● **FRAGMENTO DEL TEXTO**
Literatura femenina en Puerto Rico

Carmen Dolores Hernández

Las poetas latinoamericanas del siglo XIX cortaban lirios, cortaban rosas, escribían versos sentimentales… eran así. No las puertorriqueñas. En un país al que llegó tardísimo la imprenta –a principios de ese siglo–, la literatura nació con la fuerza que le otorgaba una larga espera. Y nació, en gran parte, bajo un signo femenino.

La primera mujer en publicar los frutos de su pluma fue María Bibiana Benítez, cuyo poema de corte cívico, “La ninfa de Puerto Rico”, apareció en 1832 en uno de los pocos periódicos del momento. Celebraba, en vez de amor, flores o estrellas, el establecimiento en la isla de la Real Audiencia Territorial. También escribiría de las flores, pero con un enfoque combativo. En su poema “La flor y la mariposa” denuesta –como Sor Juana– a los hombres inconstantes: “Tu ingratitud la abandona/ después de haberla gozado/ ¿Cuando ya la has marchitado/ quién tu proceder abona?”

María Bibiana “parió” –figurativamente, porque nunca se casó– una cepa de poetas que incluyó no sólo a su sobrina Alejandrina Benítez, también osada y feminista avant la lettre, participante en El aguinaldo puertorriqueño (1843), la primera colección de escritos que se hacía en el país, sino también al hijo de ésta, José Gautier Benítez, el mayor poeta romántico de la isla, cuyas evocaciones instauraron una tradición de cantos patrios: (“¡Borinquen!, nombre al pensamiento grato/ como el recuerdo de un amor profundo./ Bello jardín, de América el ornato,/ siendo el jardín América del mundo.”

Las Benítez no fueron, desde luego, las únicas mujeres que blandieron la pluma en el Puerto Rico decimonónico. Poetas como la osada Lola Rodríguez de Tió, quien sufrió varios destierros y es autora de la letra combativa –y a menudo prohibida–del himno patrio (“¡Despierta, borinqueño/ que han dado la señal!/ ¡Despierta de ese sueño/que es hora de luchar!”); dramaturgas como Carmen Hernández de Araujo, cuyas obras –históricas y moralizantes algunas–fueron representadas con gran éxito en el muy machista siglo XIX; novelistas como Carmela Eulate Sanjurjo, quien en 1895 publicó “La muñeca”, una feroz crítica social, y ensayistas contestatarias como Luisa Capetillo, que fueron abriendo un espacio cada vez más amplio. Tanto lo quería abrir esta última, activista en favor de los obreros, que en 1919 fue arrestada por vestirse como hombre. Todas estas escritoras tienen en común una combatividad textual que depende de sus decididas reivindicaciones patrias, sociales o femeninas.

● **DESCRIPCIÓN DE LA TAREA**
Imprime sin cambios el tramo del texto sobre la literatura femenina en Puerto Rico que va desde "Carmen Dolores Hernández" hasta "un signo femenino.".

● **Datos de etiquetado por puntos en fotografías**

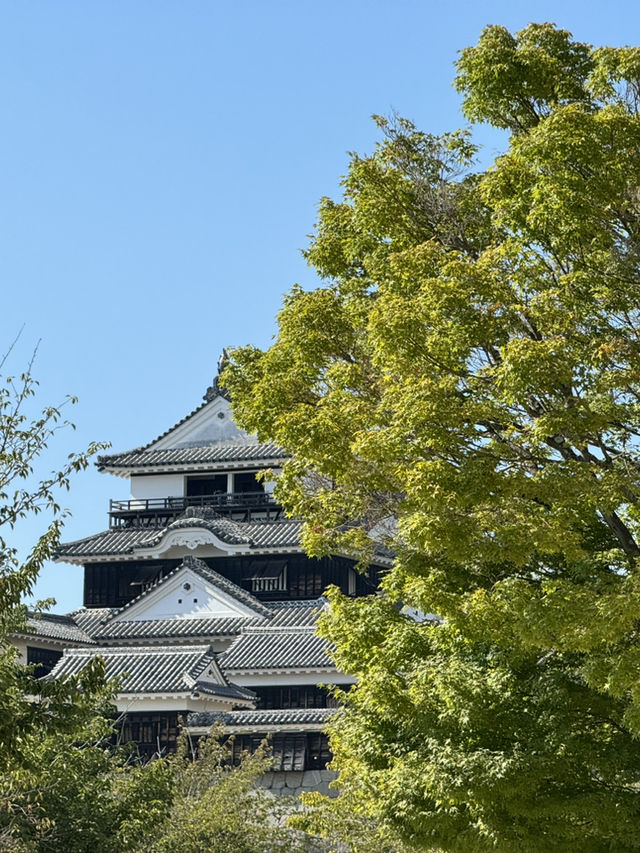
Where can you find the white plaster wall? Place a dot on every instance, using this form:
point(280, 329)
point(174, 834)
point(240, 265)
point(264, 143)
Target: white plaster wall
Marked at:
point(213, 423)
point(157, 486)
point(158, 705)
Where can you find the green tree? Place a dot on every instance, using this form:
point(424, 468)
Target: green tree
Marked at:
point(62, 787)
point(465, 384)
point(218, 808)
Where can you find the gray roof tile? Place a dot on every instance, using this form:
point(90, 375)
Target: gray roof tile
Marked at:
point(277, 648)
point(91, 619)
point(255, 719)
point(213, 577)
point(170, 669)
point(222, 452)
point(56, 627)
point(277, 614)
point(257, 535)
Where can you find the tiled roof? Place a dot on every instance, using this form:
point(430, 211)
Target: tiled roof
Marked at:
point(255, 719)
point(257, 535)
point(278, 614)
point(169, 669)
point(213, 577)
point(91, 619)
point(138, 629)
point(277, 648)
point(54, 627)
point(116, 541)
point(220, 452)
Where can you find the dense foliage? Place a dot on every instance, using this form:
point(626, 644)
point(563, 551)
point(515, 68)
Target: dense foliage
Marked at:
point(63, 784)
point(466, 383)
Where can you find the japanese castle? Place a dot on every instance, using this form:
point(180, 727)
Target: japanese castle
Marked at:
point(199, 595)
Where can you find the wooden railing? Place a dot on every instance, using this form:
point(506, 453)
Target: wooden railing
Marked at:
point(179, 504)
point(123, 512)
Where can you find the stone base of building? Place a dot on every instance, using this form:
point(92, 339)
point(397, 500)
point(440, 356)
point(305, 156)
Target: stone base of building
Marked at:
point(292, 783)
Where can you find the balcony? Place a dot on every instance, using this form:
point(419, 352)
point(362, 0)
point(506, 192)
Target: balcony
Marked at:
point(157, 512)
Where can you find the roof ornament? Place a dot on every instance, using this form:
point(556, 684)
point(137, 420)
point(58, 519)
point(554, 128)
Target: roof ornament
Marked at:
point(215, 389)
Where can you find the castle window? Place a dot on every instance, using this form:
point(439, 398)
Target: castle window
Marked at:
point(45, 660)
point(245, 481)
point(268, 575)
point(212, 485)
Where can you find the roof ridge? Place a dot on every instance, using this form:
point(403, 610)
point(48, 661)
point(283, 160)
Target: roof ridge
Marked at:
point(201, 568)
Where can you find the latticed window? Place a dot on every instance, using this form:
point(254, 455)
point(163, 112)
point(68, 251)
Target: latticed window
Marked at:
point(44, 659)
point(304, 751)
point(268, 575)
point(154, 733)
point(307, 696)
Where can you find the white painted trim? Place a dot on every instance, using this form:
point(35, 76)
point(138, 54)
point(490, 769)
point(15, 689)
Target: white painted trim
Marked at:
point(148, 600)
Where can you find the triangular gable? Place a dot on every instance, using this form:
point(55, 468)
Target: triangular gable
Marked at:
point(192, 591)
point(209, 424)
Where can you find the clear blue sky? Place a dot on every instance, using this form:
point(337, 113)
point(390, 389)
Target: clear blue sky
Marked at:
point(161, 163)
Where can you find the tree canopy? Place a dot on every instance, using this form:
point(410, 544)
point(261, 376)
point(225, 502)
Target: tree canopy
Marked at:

● **RESPUESTA DESARROLLADA**
Carmen Dolores Hernández

Las poetas latinoamericanas del siglo XIX cortaban lirios, cortaban rosas, escribían versos sentimentales… eran así. No las puertorriqueñas. En un país al que llegó tardísimo la imprenta –a principios de ese siglo–, la literatura nació con la fuerza que le otorgaba una larga espera. Y nació, en gran parte, bajo un signo femenino.